[Rows from a dataset of box labels]
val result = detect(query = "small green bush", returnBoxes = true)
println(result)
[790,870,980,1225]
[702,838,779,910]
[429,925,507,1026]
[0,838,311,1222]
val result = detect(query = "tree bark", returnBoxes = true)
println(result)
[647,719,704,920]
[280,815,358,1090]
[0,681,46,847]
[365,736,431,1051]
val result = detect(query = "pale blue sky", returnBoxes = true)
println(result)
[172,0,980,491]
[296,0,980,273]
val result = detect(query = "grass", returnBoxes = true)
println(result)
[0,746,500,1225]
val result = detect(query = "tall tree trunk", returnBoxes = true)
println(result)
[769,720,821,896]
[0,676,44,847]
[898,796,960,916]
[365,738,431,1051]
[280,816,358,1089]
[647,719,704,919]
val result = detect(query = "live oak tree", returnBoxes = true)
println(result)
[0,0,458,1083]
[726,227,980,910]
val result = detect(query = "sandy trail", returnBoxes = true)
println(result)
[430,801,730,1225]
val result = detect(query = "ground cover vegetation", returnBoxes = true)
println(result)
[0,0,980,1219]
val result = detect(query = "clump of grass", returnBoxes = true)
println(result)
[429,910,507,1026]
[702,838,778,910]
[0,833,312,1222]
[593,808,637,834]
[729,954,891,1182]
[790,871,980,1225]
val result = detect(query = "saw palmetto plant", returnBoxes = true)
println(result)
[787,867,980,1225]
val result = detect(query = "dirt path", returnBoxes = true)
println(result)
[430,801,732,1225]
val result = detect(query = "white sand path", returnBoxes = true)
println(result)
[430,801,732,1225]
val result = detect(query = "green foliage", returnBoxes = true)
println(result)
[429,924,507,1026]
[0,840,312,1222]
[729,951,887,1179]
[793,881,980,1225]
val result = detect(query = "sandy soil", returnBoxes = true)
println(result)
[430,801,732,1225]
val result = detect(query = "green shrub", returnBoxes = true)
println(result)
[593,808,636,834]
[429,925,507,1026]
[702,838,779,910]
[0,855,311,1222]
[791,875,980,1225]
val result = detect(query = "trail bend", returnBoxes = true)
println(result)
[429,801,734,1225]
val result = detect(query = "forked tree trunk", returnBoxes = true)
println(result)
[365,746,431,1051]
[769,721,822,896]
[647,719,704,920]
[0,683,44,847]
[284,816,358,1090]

## [Requirement]
Lay out the items as a numbered list with blank lines omitted, from the first line through the line containing "[430,801,730,1225]".

## [Exercise answer]
1. val result = detect(query = "small green bush", returnBoxes = true)
2. println(result)
3. [790,870,980,1225]
4. [702,838,779,910]
5. [429,925,507,1026]
6. [0,838,311,1222]
7. val result = detect(query = "tree bark", returnBoxes = true)
8. println(result)
9. [647,719,704,920]
10. [280,815,358,1090]
11. [0,681,46,847]
12. [365,736,431,1051]
13. val result = detect(query = "pale blue sky", returnBoxes = true)
14. println(result)
15. [172,0,980,491]
16. [296,0,980,273]
17. val result = detect(query = "grass", returnBoxes = true)
18. println(result)
19. [0,746,500,1225]
20. val result = detect(query = "tall tree trunk", returnBoxes = true)
21. println(result)
22. [769,720,821,896]
23. [0,676,44,847]
24. [898,796,960,916]
25. [365,738,431,1051]
26. [280,816,358,1089]
27. [647,719,704,919]
28. val result = detect(query = "live oak tree", returnBoxes = true)
29. println(result)
30. [0,0,458,1083]
31. [726,227,980,910]
32. val result = detect(query = "sandy trail", returnBoxes = true)
33. println(result)
34. [430,801,730,1225]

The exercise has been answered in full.